Select each line in the entries below that contains the string "accurate" and copy it out. Case counts.

Extracted entries:
====
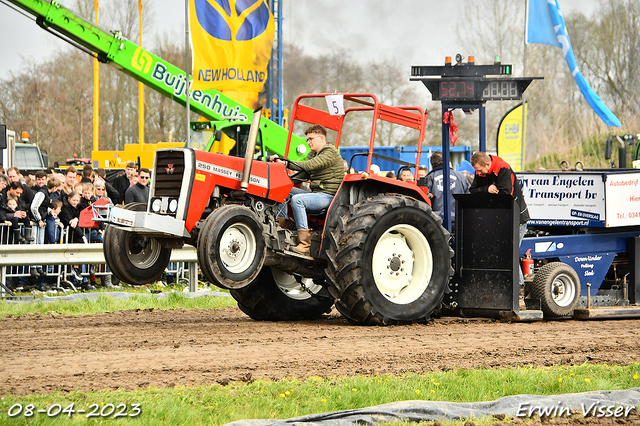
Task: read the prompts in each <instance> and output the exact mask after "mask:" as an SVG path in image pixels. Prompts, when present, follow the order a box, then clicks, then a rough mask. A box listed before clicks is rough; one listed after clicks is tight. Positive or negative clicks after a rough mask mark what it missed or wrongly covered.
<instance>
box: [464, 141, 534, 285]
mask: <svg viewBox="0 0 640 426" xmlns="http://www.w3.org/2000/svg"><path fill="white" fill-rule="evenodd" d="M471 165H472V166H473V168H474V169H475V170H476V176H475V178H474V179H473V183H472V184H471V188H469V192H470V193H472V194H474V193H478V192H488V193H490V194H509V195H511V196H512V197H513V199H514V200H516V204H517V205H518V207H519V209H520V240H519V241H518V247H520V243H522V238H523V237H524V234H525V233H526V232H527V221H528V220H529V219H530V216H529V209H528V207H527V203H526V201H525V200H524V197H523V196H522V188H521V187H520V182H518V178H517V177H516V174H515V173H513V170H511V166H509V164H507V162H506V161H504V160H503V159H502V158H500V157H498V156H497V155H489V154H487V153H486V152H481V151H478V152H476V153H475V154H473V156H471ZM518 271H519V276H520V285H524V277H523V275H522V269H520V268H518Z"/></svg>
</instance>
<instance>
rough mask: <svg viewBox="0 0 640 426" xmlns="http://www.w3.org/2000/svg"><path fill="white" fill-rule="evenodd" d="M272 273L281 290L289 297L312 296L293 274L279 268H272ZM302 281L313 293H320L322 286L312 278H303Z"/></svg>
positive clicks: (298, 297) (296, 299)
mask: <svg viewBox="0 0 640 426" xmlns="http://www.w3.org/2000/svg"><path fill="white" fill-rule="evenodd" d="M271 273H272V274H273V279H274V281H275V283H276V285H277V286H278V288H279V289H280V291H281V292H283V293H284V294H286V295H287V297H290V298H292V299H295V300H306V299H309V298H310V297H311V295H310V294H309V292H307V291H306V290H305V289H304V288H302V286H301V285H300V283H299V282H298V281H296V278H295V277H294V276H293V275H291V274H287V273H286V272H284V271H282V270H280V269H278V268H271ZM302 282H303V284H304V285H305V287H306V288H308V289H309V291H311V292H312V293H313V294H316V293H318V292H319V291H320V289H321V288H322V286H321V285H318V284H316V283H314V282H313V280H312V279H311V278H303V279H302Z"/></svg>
====
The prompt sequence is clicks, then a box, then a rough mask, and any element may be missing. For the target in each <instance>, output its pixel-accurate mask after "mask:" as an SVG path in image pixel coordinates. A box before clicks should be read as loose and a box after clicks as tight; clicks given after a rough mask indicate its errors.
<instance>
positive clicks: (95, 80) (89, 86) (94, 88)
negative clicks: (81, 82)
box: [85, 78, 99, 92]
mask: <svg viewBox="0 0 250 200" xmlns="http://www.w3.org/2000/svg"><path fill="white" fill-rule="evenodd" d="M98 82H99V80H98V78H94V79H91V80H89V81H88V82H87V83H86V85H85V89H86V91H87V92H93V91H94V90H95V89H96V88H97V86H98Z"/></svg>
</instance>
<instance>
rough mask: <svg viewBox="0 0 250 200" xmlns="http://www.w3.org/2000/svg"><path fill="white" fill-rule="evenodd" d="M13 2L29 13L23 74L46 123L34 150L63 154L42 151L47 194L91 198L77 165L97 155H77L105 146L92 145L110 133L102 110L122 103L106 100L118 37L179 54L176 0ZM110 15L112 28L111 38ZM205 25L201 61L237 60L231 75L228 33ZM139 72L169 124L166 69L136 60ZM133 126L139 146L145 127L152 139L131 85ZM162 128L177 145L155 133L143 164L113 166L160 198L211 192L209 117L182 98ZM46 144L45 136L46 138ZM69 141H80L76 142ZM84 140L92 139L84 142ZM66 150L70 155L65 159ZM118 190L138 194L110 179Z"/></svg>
====
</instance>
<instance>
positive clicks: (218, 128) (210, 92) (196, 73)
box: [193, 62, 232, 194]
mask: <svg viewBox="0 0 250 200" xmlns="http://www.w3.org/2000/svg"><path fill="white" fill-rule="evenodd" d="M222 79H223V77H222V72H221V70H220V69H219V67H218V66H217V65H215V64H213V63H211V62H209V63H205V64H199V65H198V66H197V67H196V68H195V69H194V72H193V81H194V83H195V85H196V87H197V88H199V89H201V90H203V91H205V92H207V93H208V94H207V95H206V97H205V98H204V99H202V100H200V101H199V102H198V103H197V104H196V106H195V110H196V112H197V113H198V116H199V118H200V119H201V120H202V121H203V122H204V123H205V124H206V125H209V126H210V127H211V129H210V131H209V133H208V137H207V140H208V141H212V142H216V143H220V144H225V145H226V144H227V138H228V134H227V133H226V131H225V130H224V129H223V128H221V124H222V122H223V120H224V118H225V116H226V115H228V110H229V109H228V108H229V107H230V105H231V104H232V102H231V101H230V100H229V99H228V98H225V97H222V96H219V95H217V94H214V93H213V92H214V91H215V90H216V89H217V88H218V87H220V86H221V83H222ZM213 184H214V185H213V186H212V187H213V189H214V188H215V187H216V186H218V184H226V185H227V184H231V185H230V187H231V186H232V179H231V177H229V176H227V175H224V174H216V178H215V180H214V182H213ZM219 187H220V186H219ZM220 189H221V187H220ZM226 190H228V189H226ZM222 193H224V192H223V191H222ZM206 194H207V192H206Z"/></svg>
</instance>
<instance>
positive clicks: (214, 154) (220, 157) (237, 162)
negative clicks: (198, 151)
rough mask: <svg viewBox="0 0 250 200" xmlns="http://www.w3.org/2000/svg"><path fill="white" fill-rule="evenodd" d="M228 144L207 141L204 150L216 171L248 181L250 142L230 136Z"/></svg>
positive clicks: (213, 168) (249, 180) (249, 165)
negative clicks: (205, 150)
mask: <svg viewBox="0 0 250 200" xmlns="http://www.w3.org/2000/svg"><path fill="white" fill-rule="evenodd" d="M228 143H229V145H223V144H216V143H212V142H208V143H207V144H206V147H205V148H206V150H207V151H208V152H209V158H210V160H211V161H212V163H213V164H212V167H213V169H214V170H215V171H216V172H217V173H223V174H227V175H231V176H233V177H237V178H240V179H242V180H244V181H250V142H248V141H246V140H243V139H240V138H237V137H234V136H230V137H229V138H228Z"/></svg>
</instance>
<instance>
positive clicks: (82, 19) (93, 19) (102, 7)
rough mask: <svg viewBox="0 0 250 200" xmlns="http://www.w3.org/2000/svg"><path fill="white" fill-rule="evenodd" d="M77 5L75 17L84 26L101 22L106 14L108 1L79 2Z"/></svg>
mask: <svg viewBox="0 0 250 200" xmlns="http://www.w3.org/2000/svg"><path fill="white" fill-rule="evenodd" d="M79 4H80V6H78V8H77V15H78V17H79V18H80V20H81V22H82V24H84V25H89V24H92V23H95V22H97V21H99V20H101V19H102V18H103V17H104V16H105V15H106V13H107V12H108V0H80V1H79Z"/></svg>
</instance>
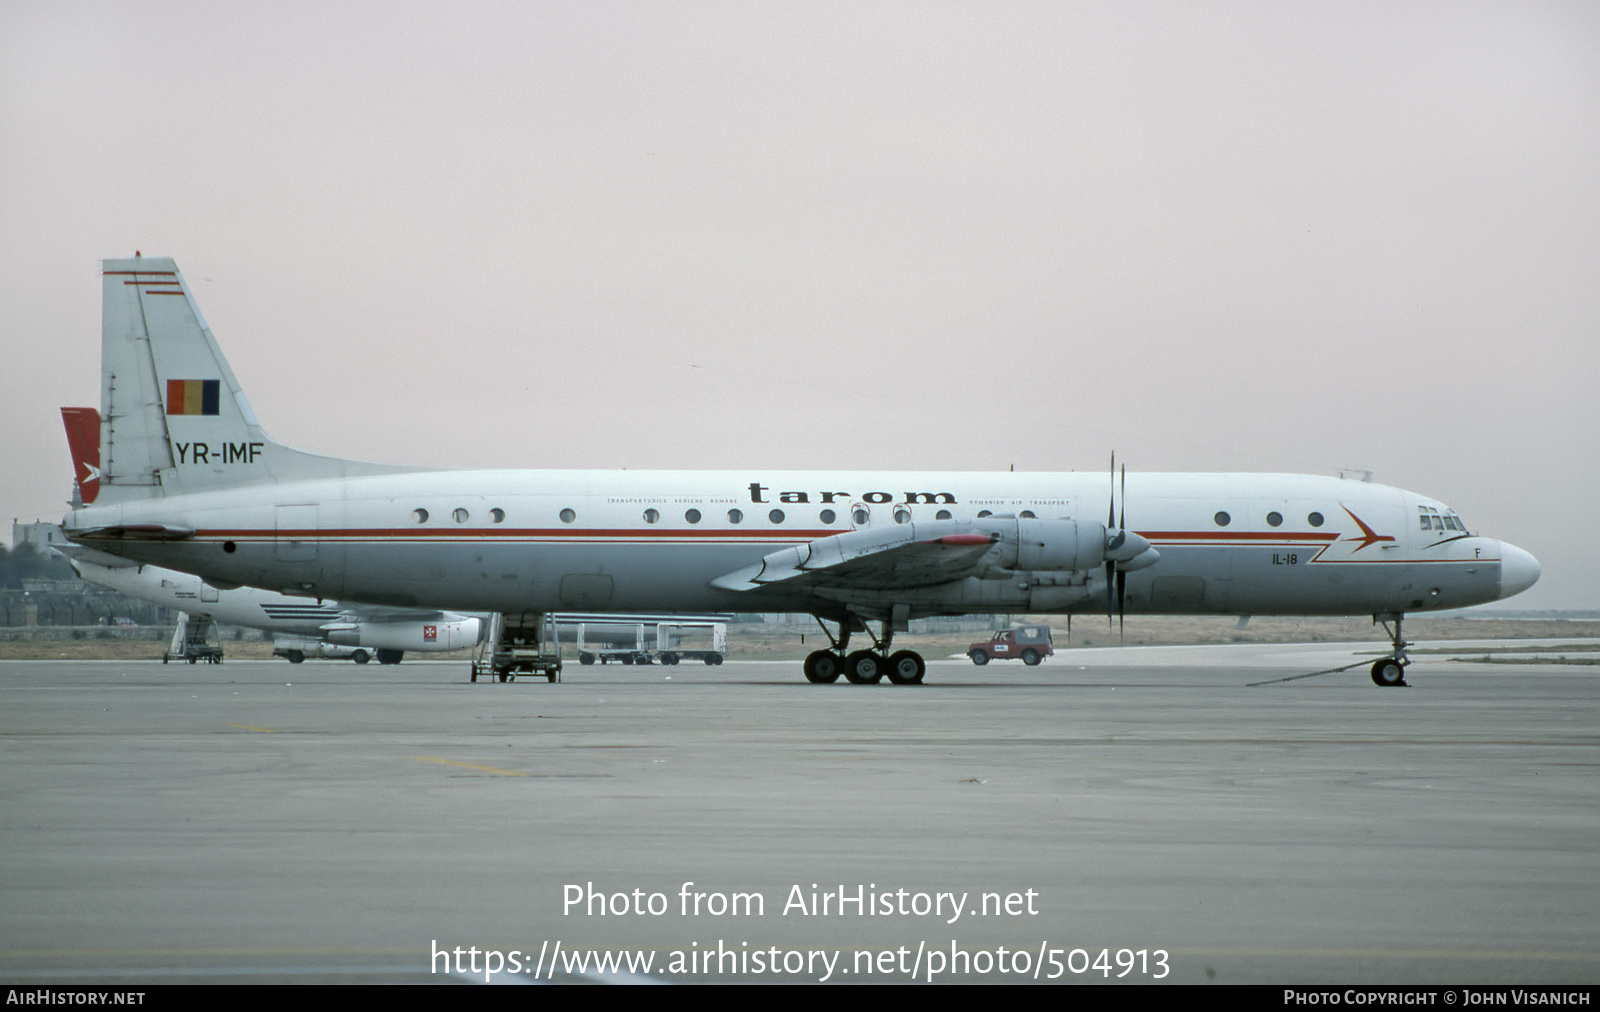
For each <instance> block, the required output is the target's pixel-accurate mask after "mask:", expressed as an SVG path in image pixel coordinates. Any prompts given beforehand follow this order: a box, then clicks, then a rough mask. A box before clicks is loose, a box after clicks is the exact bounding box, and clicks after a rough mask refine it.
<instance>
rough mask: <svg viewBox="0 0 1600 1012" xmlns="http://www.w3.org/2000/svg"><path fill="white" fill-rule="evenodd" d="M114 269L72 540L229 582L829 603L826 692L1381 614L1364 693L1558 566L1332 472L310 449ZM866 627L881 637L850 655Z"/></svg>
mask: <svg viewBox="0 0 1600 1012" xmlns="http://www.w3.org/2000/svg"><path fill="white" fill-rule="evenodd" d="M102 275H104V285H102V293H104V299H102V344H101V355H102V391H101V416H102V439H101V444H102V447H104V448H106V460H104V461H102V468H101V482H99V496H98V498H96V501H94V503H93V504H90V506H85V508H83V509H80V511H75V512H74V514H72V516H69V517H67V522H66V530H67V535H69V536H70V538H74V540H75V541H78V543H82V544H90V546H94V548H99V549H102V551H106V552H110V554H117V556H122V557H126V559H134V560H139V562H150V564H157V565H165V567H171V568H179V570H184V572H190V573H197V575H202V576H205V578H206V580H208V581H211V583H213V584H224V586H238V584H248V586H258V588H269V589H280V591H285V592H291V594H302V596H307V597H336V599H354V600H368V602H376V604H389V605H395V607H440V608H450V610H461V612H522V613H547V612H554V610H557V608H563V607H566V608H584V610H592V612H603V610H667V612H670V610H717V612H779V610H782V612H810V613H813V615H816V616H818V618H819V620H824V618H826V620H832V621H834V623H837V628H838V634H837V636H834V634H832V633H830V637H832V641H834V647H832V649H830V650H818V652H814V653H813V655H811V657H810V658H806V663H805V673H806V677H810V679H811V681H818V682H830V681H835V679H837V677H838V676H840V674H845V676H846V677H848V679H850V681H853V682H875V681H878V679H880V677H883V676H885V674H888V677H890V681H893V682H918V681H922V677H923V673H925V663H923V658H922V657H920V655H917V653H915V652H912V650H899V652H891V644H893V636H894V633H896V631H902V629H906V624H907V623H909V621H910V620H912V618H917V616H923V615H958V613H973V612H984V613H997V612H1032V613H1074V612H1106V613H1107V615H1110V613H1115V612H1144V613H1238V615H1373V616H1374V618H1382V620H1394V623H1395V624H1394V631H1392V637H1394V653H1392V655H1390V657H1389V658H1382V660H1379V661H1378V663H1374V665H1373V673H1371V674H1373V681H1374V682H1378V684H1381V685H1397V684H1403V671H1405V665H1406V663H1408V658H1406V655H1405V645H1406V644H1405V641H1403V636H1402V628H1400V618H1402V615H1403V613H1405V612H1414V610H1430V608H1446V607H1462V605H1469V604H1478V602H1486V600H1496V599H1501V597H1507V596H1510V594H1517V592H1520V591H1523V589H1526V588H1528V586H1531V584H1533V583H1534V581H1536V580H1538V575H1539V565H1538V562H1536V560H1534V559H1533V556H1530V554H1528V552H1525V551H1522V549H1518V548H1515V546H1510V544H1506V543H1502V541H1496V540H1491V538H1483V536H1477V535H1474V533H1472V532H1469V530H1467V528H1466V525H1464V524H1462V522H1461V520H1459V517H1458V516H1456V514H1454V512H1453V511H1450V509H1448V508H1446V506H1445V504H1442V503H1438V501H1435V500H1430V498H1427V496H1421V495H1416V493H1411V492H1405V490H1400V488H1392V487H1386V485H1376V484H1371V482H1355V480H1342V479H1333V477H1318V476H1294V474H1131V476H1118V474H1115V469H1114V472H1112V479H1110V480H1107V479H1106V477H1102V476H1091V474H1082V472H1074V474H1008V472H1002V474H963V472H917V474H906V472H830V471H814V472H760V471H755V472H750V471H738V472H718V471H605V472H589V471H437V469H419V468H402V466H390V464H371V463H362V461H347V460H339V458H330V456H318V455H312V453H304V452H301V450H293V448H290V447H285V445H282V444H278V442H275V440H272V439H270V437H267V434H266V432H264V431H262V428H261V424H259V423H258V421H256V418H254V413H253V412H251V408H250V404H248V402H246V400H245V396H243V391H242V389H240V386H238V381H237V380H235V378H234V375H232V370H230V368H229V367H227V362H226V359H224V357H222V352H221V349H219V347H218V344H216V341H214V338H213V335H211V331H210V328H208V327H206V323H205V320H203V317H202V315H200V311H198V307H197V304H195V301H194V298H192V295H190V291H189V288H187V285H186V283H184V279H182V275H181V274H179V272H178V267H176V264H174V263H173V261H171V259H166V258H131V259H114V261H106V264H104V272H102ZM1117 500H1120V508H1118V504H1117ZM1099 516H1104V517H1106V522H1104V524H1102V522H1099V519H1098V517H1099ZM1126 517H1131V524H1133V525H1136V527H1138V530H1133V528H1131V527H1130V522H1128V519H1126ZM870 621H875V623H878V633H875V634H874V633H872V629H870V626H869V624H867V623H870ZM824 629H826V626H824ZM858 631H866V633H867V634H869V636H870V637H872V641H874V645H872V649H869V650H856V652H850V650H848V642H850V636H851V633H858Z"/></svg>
====
Solution for this problem:
The prompt sequence is clicks, then a box, then a rough mask, and any element may be missing. For the target in each <instance>, output its pixel-accurate mask after "mask:" as an SVG path in image pixel coordinates. A box before clicks should be read as loose and a box after clicks as tight; clicks given after a rough mask indicate its errors.
For each <instance> block, the required output is the target's pixel-accurate mask after "mask:", expressed as an SVG path in image pixel coordinates. Any prompts given beforehand follow this order: a box, then clicks, then a rough mask. A box before clicks is loose, a box after clicks is the exact bounding box, and clicks after a rough mask refine it.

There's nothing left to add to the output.